• [EXCERPT PROVIDED]:

Any such alterations, modifications, additions, or improvements permitted to be
made shall be paid for by the Lessee and shall become the property of the Lessor
if Lessee defaults in its obligation to purchase the Aircraft pursuant to the
terms hereof, and shall be subject to all of the terms of this Agreement.
VII. SECURITY DEPOSIT
Lessee shall pay a security deposit in the amount of sixty thousand
dollars ($60,000.00). Such security deposit shall be held in escrow at Aero
Records & Title Co., P. O. Xxx 00000, Xxxxxxxx Xxxx, XX 00000, 0000 Xxxxx
Xxxxxxxx Xxxxx, Xxxxxxxx Xxxx, Xxxxxxxx 00000 (0-000-000-0000).
VIII. LEASE RATE
A. BASE MONTHLY RATE. In consideration of the lease of the Aircraft,
Lessee agrees to pay Lessor a base monthly rental amount of Thirty Thousand
Dollars ($30,000.00) per month ("Base Rent"). Upon the Effective Date (and prior
to the delivery of the Aircraft by the Lessor to the Lessee), the first month's
payments of Base Rent shall be paid to Lessor. Thereafter, subsequent payments
of Base Rent shall be made each month thereafter during the term of this Lease
on the same day of the month as the Effective Date. In the event any monthly
payment is not received within 5 business days of it's respective due date, the
Lessee will be in default. The Lessee will have ten days to cure the default,
and in the event such default is not cured, the Lessor may take possession of
the Aircraft from the Lessee and the deposit shall be forfeited by the Lessee
and deemed earned by the Lessor.

Point labeling data based on photos:
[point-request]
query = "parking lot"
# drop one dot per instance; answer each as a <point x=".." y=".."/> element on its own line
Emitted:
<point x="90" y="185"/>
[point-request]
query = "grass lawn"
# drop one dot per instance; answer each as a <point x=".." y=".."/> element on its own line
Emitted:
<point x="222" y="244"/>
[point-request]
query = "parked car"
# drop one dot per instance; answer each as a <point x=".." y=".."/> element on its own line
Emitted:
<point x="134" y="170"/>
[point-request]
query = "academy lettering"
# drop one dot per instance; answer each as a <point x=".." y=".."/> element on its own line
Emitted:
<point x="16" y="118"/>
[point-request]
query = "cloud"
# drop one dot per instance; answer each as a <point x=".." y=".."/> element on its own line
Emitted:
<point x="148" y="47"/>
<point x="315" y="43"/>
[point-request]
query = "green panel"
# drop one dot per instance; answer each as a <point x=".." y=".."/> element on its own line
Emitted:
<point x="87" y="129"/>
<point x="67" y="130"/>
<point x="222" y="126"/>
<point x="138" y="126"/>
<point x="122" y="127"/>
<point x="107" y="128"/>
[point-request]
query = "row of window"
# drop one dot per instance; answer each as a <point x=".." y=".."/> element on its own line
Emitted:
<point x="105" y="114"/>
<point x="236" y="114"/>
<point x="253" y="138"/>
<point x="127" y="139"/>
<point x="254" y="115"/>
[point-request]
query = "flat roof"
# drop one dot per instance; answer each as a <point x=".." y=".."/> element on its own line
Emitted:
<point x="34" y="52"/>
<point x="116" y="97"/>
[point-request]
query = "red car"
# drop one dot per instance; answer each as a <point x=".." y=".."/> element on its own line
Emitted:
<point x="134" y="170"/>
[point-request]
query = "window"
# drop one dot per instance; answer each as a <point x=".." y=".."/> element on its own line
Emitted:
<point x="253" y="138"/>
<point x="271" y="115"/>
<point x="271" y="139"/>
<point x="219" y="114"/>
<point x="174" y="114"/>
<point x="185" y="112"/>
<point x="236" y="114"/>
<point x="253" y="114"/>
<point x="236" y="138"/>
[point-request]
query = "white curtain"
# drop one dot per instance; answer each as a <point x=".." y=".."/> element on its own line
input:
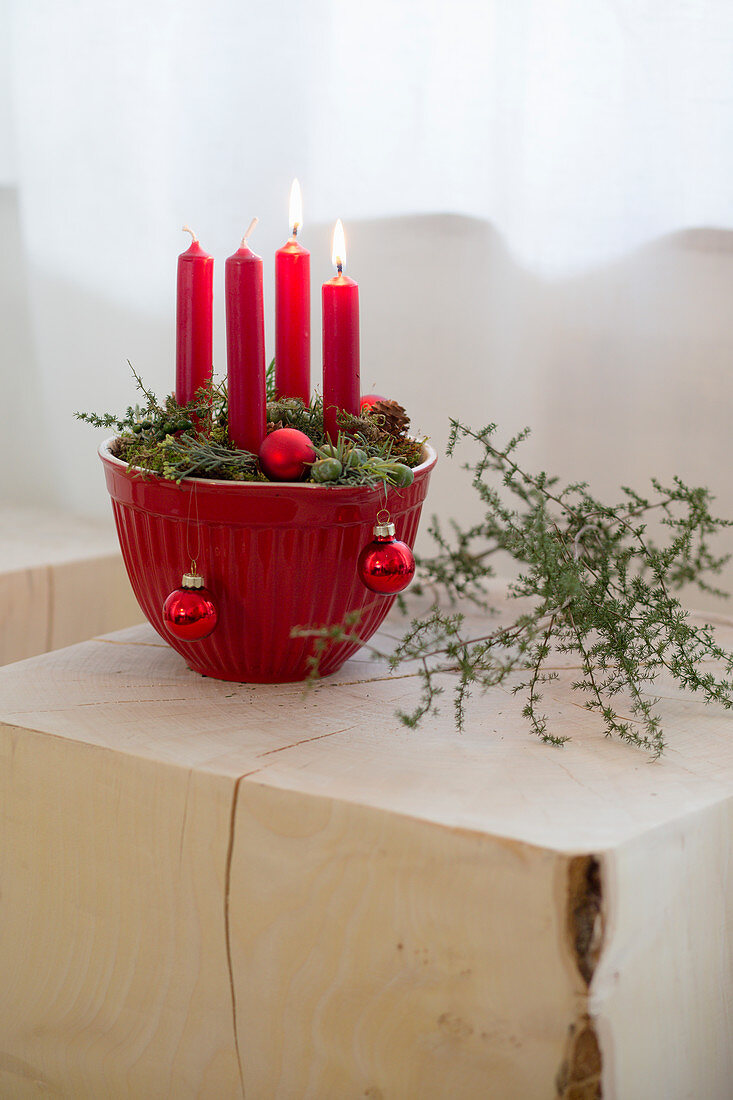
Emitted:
<point x="578" y="129"/>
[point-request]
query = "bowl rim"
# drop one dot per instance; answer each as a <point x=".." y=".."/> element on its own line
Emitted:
<point x="106" y="455"/>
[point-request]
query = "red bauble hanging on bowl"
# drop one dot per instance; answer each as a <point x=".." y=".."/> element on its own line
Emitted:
<point x="286" y="454"/>
<point x="385" y="564"/>
<point x="189" y="612"/>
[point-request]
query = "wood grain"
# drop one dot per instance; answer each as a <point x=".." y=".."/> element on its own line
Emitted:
<point x="208" y="888"/>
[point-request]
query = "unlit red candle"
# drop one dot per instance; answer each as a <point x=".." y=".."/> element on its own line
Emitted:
<point x="194" y="300"/>
<point x="340" y="311"/>
<point x="293" y="310"/>
<point x="245" y="353"/>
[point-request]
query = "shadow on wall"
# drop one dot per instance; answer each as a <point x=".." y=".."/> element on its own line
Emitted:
<point x="622" y="373"/>
<point x="23" y="473"/>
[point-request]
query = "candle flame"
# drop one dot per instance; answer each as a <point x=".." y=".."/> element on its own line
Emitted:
<point x="296" y="207"/>
<point x="338" y="252"/>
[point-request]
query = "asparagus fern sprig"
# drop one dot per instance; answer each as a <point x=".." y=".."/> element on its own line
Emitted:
<point x="594" y="584"/>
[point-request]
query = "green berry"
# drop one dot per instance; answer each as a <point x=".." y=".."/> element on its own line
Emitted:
<point x="326" y="470"/>
<point x="356" y="457"/>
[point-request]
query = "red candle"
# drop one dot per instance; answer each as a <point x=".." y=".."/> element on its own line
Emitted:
<point x="340" y="301"/>
<point x="245" y="361"/>
<point x="194" y="320"/>
<point x="293" y="310"/>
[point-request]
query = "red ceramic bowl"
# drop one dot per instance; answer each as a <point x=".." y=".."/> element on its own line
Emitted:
<point x="274" y="556"/>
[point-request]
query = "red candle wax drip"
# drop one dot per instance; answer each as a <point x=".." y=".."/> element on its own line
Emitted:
<point x="245" y="353"/>
<point x="195" y="297"/>
<point x="293" y="321"/>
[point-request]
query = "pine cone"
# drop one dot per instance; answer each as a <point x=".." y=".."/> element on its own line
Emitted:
<point x="393" y="418"/>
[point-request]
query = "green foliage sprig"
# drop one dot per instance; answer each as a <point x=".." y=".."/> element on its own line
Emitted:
<point x="599" y="587"/>
<point x="175" y="441"/>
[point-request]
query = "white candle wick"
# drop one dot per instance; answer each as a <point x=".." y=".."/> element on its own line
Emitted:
<point x="249" y="230"/>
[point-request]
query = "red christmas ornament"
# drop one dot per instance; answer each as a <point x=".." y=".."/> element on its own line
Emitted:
<point x="189" y="612"/>
<point x="385" y="565"/>
<point x="369" y="399"/>
<point x="285" y="454"/>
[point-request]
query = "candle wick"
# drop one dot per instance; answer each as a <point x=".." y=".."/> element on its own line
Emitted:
<point x="249" y="230"/>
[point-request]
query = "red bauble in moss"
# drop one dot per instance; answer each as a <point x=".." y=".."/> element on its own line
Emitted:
<point x="369" y="399"/>
<point x="286" y="454"/>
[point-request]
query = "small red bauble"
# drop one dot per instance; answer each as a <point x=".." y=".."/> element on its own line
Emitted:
<point x="189" y="612"/>
<point x="386" y="565"/>
<point x="286" y="454"/>
<point x="369" y="399"/>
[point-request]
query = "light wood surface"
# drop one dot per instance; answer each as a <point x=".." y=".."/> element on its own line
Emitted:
<point x="62" y="581"/>
<point x="214" y="889"/>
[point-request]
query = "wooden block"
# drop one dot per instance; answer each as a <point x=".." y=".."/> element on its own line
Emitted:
<point x="218" y="890"/>
<point x="62" y="580"/>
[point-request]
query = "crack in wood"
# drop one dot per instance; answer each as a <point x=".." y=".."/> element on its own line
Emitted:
<point x="230" y="849"/>
<point x="579" y="1076"/>
<point x="306" y="740"/>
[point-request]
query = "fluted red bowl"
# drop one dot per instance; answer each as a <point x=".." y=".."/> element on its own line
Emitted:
<point x="274" y="556"/>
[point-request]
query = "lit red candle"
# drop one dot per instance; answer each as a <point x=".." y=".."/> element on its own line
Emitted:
<point x="245" y="359"/>
<point x="194" y="320"/>
<point x="340" y="304"/>
<point x="293" y="310"/>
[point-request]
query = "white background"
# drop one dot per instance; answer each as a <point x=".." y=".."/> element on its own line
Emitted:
<point x="537" y="199"/>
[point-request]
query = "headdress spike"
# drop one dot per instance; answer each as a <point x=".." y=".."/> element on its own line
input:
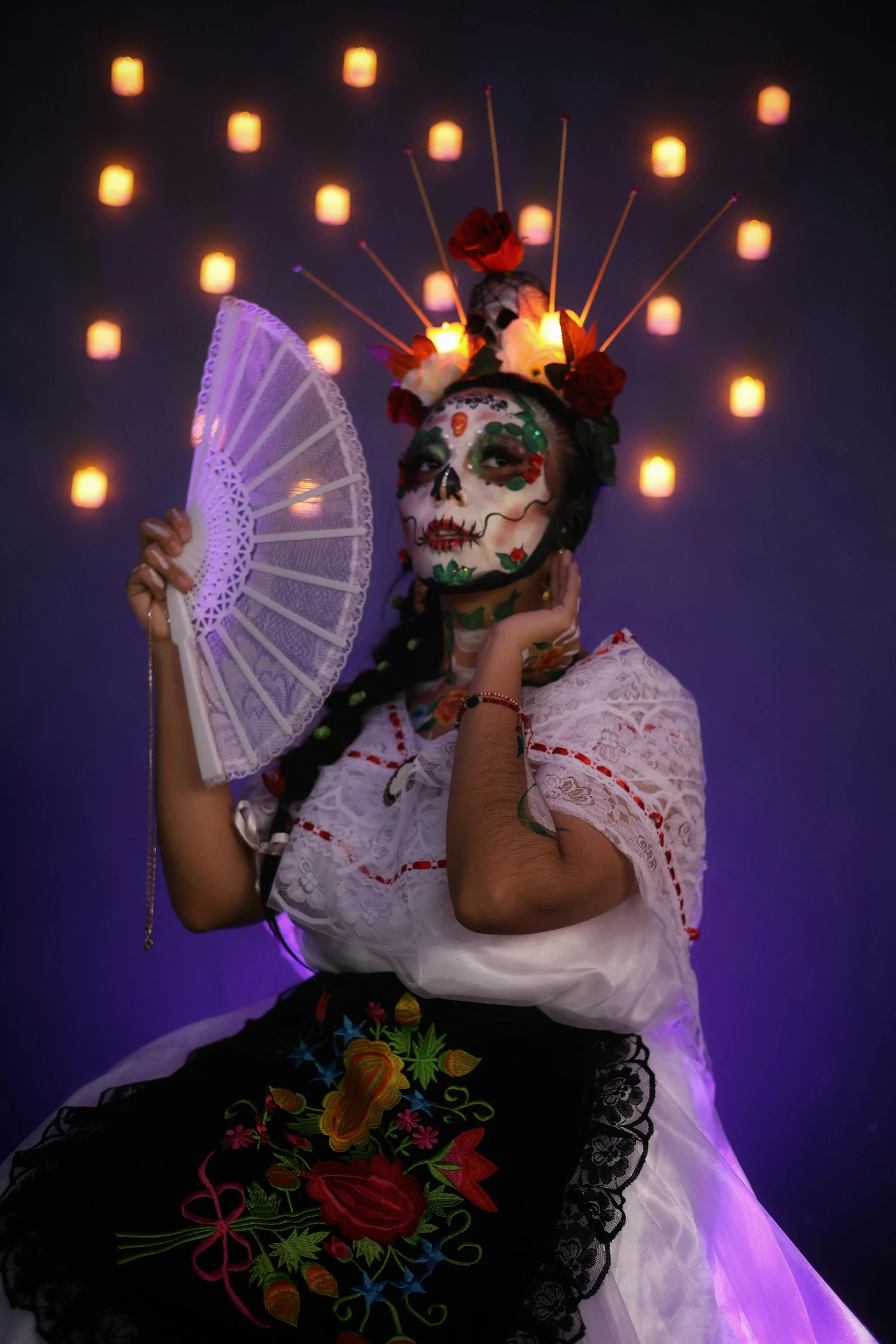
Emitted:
<point x="670" y="269"/>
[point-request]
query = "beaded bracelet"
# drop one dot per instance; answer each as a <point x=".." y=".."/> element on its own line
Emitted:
<point x="492" y="698"/>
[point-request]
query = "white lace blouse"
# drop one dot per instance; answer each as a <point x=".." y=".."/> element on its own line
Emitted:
<point x="616" y="742"/>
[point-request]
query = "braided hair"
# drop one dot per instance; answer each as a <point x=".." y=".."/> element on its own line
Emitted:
<point x="412" y="651"/>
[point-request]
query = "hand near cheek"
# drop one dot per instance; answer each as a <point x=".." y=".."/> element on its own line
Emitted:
<point x="551" y="624"/>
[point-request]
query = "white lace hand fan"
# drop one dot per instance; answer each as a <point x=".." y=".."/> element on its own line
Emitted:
<point x="280" y="506"/>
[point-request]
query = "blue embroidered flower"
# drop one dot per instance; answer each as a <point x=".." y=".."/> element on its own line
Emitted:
<point x="410" y="1284"/>
<point x="432" y="1254"/>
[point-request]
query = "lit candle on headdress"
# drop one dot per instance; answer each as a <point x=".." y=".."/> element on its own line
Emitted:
<point x="89" y="488"/>
<point x="104" y="340"/>
<point x="668" y="156"/>
<point x="447" y="140"/>
<point x="332" y="205"/>
<point x="754" y="240"/>
<point x="535" y="225"/>
<point x="217" y="273"/>
<point x="127" y="77"/>
<point x="448" y="336"/>
<point x="244" y="132"/>
<point x="664" y="315"/>
<point x="657" y="478"/>
<point x="328" y="351"/>
<point x="773" y="105"/>
<point x="747" y="397"/>
<point x="359" y="67"/>
<point x="439" y="295"/>
<point x="116" y="186"/>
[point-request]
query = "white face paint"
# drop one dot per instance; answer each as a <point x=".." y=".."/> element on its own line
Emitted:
<point x="477" y="487"/>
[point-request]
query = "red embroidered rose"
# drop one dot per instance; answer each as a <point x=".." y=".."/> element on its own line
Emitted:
<point x="593" y="385"/>
<point x="468" y="1168"/>
<point x="372" y="1199"/>
<point x="403" y="408"/>
<point x="487" y="242"/>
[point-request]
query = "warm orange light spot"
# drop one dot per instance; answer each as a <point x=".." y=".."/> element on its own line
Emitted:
<point x="448" y="336"/>
<point x="657" y="478"/>
<point x="116" y="186"/>
<point x="668" y="156"/>
<point x="535" y="225"/>
<point x="664" y="315"/>
<point x="439" y="295"/>
<point x="747" y="397"/>
<point x="332" y="205"/>
<point x="217" y="273"/>
<point x="104" y="340"/>
<point x="359" y="67"/>
<point x="328" y="351"/>
<point x="244" y="132"/>
<point x="89" y="488"/>
<point x="127" y="77"/>
<point x="309" y="507"/>
<point x="773" y="105"/>
<point x="447" y="140"/>
<point x="754" y="240"/>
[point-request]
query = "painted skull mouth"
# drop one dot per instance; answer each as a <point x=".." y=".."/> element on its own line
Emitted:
<point x="444" y="534"/>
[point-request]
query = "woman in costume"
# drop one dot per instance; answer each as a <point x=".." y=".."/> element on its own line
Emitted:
<point x="488" y="1115"/>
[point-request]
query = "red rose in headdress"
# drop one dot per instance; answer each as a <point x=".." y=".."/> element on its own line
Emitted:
<point x="593" y="385"/>
<point x="487" y="241"/>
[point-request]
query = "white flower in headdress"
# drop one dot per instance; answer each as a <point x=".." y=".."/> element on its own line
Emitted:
<point x="435" y="374"/>
<point x="524" y="355"/>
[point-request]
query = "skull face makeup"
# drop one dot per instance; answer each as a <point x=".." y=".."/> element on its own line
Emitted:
<point x="477" y="488"/>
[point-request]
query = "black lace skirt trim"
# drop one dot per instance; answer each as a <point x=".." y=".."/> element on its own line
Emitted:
<point x="355" y="1163"/>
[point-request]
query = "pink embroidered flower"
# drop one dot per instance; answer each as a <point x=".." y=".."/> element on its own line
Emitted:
<point x="425" y="1136"/>
<point x="240" y="1138"/>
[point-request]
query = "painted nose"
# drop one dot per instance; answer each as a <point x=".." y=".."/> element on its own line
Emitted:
<point x="448" y="486"/>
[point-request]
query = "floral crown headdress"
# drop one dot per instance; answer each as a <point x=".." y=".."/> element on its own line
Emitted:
<point x="513" y="325"/>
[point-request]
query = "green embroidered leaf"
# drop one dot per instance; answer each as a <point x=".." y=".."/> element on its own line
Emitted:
<point x="425" y="1062"/>
<point x="297" y="1247"/>
<point x="472" y="621"/>
<point x="367" y="1249"/>
<point x="260" y="1203"/>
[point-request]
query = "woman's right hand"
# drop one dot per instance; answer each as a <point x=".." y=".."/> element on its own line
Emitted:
<point x="160" y="543"/>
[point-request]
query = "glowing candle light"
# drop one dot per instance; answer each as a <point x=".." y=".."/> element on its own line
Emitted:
<point x="747" y="397"/>
<point x="535" y="225"/>
<point x="244" y="132"/>
<point x="217" y="273"/>
<point x="448" y="336"/>
<point x="359" y="67"/>
<point x="328" y="351"/>
<point x="312" y="506"/>
<point x="668" y="156"/>
<point x="116" y="186"/>
<point x="664" y="315"/>
<point x="447" y="140"/>
<point x="127" y="77"/>
<point x="104" y="340"/>
<point x="657" y="478"/>
<point x="754" y="240"/>
<point x="89" y="488"/>
<point x="439" y="295"/>
<point x="773" y="105"/>
<point x="332" y="205"/>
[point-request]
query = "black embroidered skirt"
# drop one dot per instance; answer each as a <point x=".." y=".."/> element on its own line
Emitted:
<point x="355" y="1164"/>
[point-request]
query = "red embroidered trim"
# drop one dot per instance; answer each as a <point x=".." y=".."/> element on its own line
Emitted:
<point x="655" y="816"/>
<point x="387" y="882"/>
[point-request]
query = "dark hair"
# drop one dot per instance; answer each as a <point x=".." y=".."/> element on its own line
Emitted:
<point x="412" y="651"/>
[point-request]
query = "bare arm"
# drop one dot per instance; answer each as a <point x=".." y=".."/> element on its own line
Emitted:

• [PROBLEMS AND TASKS]:
a - Reproduce the aircraft lease excerpt word for word, in full.
b - How many lines of the listing contain the string "trim", with case counting? Reply with the number only.

• [SOLVED TASKS]:
a -
Any such alterations, modifications, additions, or improvements permitted to be
made shall be paid for by the Lessee and shall become the property of the Lessor
if Lessee defaults in its obligation to purchase the Aircraft pursuant to the
terms hereof, and shall be subject to all of the terms of this Agreement.
VII. SECURITY DEPOSIT
Lessee shall pay a security deposit in the amount of sixty thousand
dollars ($60,000.00). Such security deposit shall be held in escrow at Aero
Records & Title Co., P. O. Xxx 00000, Xxxxxxxx Xxxx, XX 00000, 0000 Xxxxx
Xxxxxxxx Xxxxx, Xxxxxxxx Xxxx, Xxxxxxxx 00000 (0-000-000-0000).
VIII. LEASE RATE
A. BASE MONTHLY RATE. In consideration of the lease of the Aircraft,
Lessee agrees to pay Lessor a base monthly rental amount of Thirty Thousand
Dollars ($30,000.00) per month ("Base Rent"). Upon the Effective Date (and prior
to the delivery of the Aircraft by the Lessor to the Lessee), the first month's
payments of Base Rent shall be paid to Lessor. Thereafter, subsequent payments
of Base Rent shall be made each month thereafter during the term of this Lease
on the same day of the month as the Effective Date. In the event any monthly
payment is not received within 5 business days of it's respective due date, the
Lessee will be in default. The Lessee will have ten days to cure the default,
and in the event such default is not cured, the Lessor may take possession of
the Aircraft from the Lessee and the deposit shall be forfeited by the Lessee
and deemed earned by the Lessor.

b - 2